------ PASSAGE ------
# when to get pregnant to avoid birth in Sept 2010?



## Frenchy74 (Sep 28, 2008)

Hello there

I am currently on 2 ww (OTD is 19/0. I have a feeling it is negative. If it is negative, I am taking a few months off to loose weight, get the relevant tests to check if i have PCOS (have polycisitic ovaries) and save more money. 

I don;t want to wait for too long but have calculated that i probably need 3 to 4 months to loose 3 1/2 stone (on lighterlife diet which i did before). 

I want to avoid a birth in September as it is when my brother died on his birthday (23 Sept 05) after he committed suicide. As you can imagine Sept is always a raw month and i don;t want my child to be reminded every year on his/her birthday that it is also the birthday/anniversary of his/her uncle. 

For the last year i have tended to have day 1 of cycle around 15 of the month. This current cycle is longer than any previous ones and if not pregnant, will probably have day 1 of cycle around 19/08-20/08 or around then anyway. 

I have tried to calculate 40 and 42 weeks from 1 Sept 2010 and counted that if i have start of cycle between 11 November and 25 November I would (assuming full term pregnancy) give birth first week of Septmeber. I am therefore thinking that I need to avoid any tx in November and December to avoid a pregnancy in Sept 2010.
------
◆ **ABOUT THIS EXERCISE**:
From the forum post about timing a pregnancy, extract the passage from "For the last" to "in Sept 2010." and reproduce it word for word.
------ RECORDS SUPPLIED ------
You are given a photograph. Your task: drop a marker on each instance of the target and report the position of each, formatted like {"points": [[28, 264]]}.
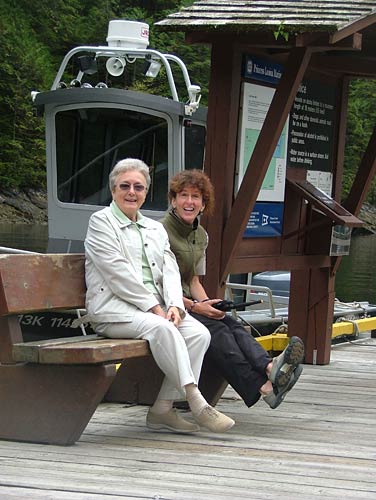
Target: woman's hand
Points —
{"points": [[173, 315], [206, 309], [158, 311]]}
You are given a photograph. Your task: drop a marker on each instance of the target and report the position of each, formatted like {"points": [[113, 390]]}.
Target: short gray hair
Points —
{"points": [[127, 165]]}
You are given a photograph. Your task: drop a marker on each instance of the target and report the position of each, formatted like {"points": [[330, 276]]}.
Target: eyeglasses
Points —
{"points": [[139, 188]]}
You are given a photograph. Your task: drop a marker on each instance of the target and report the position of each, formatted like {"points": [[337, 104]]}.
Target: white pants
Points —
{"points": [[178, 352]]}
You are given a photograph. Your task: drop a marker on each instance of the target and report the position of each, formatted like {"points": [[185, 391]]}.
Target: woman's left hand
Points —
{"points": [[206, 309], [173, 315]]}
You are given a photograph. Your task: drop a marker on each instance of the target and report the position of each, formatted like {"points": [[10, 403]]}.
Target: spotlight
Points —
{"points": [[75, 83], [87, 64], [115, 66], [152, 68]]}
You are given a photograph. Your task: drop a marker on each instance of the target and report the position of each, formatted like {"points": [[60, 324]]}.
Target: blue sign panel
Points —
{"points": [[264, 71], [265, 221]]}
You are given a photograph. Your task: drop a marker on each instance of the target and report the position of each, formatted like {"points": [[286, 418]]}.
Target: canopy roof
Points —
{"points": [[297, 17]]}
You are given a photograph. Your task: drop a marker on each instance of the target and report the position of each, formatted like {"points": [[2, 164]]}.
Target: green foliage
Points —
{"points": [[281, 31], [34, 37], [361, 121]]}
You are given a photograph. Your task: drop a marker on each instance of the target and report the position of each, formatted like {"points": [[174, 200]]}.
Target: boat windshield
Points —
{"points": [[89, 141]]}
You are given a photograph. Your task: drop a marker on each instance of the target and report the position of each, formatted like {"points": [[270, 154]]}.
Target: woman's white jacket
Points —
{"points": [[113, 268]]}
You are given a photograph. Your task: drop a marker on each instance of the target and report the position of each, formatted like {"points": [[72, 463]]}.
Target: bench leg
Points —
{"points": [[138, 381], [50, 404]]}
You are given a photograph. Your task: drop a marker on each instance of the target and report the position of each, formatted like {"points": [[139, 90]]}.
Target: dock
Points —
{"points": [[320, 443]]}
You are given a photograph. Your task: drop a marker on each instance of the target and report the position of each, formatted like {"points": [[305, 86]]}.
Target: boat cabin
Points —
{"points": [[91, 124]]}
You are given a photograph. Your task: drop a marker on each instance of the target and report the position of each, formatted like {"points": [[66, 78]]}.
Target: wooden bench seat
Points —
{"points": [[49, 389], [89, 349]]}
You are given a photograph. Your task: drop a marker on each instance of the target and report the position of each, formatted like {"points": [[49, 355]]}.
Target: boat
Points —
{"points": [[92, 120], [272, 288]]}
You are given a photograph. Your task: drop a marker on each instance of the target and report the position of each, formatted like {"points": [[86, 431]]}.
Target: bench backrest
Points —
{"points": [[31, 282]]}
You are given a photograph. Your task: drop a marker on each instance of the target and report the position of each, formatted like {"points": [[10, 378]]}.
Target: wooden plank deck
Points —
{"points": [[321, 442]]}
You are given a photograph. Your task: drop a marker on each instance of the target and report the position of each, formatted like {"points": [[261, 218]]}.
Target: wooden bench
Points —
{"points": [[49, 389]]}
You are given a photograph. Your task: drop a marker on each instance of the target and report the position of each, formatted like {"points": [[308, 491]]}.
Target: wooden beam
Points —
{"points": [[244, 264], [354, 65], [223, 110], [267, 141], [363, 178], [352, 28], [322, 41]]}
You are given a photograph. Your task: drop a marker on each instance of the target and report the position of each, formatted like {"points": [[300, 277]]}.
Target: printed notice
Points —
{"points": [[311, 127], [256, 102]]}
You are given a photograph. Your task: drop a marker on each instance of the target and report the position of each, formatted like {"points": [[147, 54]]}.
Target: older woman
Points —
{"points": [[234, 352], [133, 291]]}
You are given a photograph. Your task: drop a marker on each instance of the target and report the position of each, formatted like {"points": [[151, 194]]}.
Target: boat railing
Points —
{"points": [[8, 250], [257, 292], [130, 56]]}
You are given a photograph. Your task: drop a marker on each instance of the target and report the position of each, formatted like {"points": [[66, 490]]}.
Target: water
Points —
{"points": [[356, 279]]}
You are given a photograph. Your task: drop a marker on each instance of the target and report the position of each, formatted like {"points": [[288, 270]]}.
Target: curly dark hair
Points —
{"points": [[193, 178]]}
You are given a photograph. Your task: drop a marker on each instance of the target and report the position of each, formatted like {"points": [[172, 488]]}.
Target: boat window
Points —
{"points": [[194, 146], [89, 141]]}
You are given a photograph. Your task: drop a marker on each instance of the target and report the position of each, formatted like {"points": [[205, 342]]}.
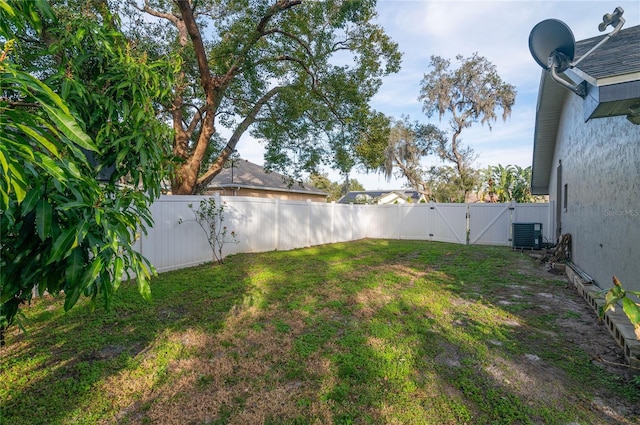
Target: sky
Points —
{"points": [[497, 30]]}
------
◆ **RESPONSE BELOW**:
For the last year i have tended to have day 1 of cycle around 15 of the month. This current cycle is longer than any previous ones and if not pregnant, will probably have day 1 of cycle around 19/08-20/08 or around then anyway. 

I have tried to calculate 40 and 42 weeks from 1 Sept 2010 and counted that if i have start of cycle between 11 November and 25 November I would (assuming full term pregnancy) give birth first week of Septmeber. I am therefore thinking that I need to avoid any tx in November and December to avoid a pregnancy in Sept 2010.